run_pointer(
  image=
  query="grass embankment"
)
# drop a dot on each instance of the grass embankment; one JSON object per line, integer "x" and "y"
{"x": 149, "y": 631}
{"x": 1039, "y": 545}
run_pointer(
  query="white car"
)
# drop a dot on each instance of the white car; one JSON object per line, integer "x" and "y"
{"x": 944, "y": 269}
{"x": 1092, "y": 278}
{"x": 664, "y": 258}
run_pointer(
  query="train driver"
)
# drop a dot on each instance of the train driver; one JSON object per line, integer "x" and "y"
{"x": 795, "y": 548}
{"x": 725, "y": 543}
────────────────
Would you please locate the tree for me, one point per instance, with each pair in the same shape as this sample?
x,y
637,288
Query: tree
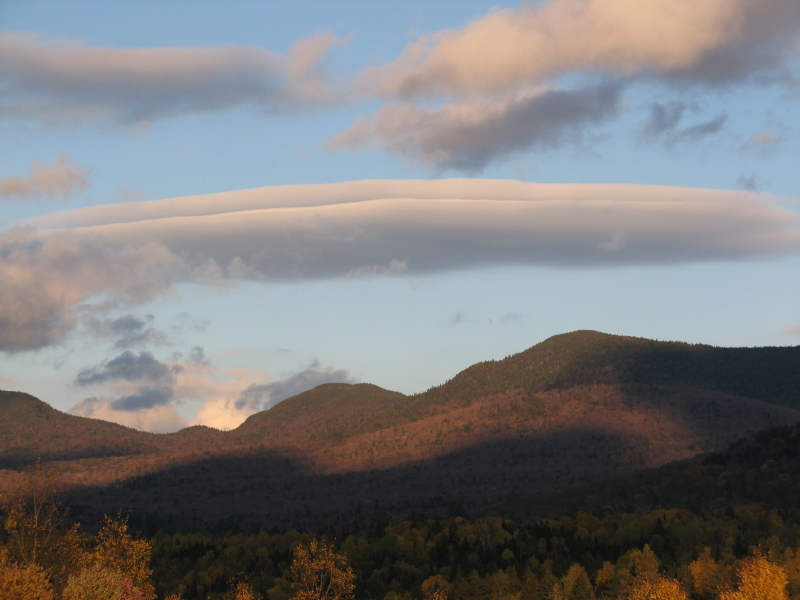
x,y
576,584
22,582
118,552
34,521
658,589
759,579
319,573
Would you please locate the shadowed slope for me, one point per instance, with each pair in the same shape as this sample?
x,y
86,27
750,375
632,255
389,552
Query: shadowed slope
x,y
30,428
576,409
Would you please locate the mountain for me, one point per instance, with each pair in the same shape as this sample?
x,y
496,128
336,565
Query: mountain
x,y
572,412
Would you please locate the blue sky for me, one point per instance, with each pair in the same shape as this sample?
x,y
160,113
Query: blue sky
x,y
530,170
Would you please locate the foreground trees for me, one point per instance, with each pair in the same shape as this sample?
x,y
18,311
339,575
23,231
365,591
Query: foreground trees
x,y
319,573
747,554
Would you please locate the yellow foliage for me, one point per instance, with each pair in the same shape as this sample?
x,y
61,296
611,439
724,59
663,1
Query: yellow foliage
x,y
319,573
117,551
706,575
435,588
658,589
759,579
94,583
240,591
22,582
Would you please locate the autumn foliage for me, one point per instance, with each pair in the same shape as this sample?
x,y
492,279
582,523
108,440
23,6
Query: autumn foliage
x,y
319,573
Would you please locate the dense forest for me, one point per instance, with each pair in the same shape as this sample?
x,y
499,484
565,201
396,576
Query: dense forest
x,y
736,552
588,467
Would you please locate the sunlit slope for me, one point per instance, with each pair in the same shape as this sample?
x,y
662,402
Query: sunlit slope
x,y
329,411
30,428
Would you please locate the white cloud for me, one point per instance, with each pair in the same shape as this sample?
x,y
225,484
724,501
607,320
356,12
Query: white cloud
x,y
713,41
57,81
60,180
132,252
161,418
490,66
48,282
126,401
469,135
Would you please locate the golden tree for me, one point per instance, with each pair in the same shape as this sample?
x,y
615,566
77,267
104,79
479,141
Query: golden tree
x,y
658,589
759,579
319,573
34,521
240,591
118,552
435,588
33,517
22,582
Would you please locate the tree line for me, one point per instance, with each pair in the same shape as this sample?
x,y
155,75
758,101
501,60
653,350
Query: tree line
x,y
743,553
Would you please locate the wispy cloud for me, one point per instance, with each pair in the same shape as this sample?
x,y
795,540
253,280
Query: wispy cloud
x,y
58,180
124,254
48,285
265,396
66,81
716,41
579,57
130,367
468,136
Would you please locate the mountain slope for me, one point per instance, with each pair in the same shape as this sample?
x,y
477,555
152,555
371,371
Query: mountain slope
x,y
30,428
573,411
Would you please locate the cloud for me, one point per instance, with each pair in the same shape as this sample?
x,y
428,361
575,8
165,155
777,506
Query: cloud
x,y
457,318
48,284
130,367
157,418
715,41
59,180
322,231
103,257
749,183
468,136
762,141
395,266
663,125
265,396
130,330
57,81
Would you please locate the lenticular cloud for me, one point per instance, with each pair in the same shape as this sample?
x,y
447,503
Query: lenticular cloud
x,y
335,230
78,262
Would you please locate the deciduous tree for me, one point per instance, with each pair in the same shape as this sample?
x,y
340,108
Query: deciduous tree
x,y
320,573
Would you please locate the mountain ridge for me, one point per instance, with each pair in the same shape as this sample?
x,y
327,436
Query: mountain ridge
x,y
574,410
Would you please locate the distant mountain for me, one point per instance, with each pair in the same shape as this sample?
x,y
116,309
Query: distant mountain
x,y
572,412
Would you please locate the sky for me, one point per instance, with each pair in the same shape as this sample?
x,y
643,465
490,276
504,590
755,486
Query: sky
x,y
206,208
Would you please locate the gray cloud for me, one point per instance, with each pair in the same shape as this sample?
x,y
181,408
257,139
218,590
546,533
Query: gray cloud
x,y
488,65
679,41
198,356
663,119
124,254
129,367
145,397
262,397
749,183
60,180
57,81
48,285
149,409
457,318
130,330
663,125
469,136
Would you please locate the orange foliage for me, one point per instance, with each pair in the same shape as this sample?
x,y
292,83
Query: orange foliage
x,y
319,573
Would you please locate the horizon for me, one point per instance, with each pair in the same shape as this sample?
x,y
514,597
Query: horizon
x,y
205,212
────────────────
WHAT YOU ARE ASKED TO DO — Locate each line in the records above that contains the string "grass", and reproduce every such line in full.

COMPLETE RESPONSE —
  query="grass embankment"
# drop a dot on each instance of the grass embankment; one JSON object per line, integer "x" and "y"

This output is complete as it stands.